[Pointing items for named objects]
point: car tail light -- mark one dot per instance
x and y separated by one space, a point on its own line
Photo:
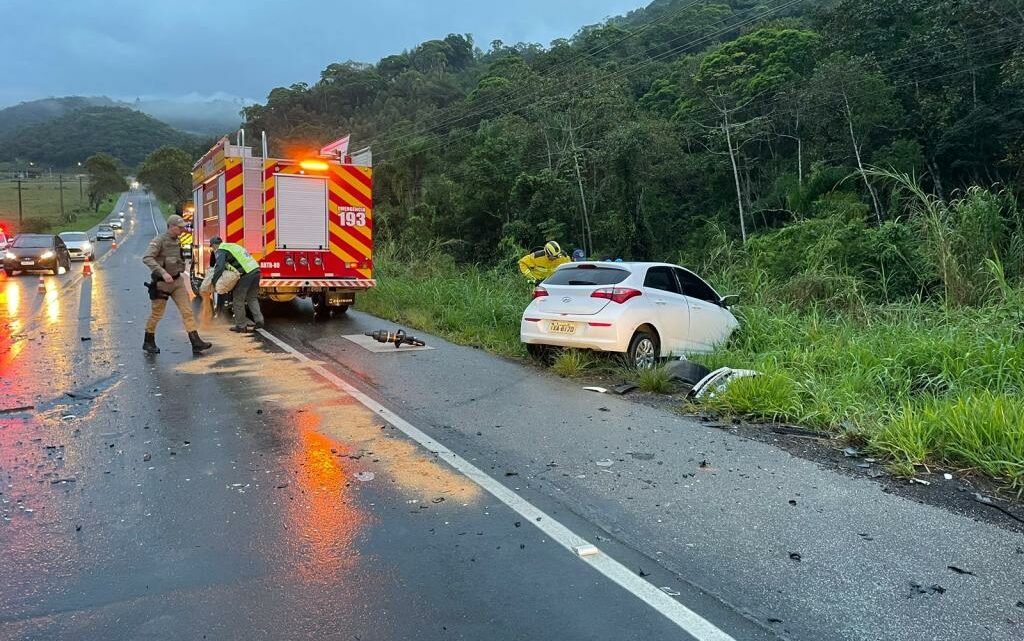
616 294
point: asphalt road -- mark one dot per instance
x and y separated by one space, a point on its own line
294 485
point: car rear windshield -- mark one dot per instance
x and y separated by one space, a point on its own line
33 241
588 274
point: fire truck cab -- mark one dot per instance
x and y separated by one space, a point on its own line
308 221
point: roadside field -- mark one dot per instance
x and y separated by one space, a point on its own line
41 205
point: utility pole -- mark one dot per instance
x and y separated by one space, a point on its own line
19 217
60 186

WORK TO BE COMPLETED:
Lay out every line of the items above as a numbered list, skipping blank lines and leaving out the pictures.

OUTPUT OF THE TASK:
1. point: car tail light -- mark one dot per instance
2. x and y separated by one space, a point on its own line
3. Photo:
4. 616 294
5. point: asphalt road -- mark one dot per instance
6. x and y separated by one space, a point on its own line
7. 294 485
8. point: car rear windshield -- mark one dot per instance
9. x and y separated by one space, a point on its own line
10. 33 241
11. 588 274
12. point: fire truck cab -- mark one dot per instance
13. x and y separated by one space, a point on its own line
14. 308 221
15. point: roadside field -- mark one dot per instance
16. x and y separated by one space, a point on its own line
17. 41 205
18. point: utility pole -- mark one dot per instance
19. x and y separated by one space, a point on its own line
20. 19 217
21. 60 186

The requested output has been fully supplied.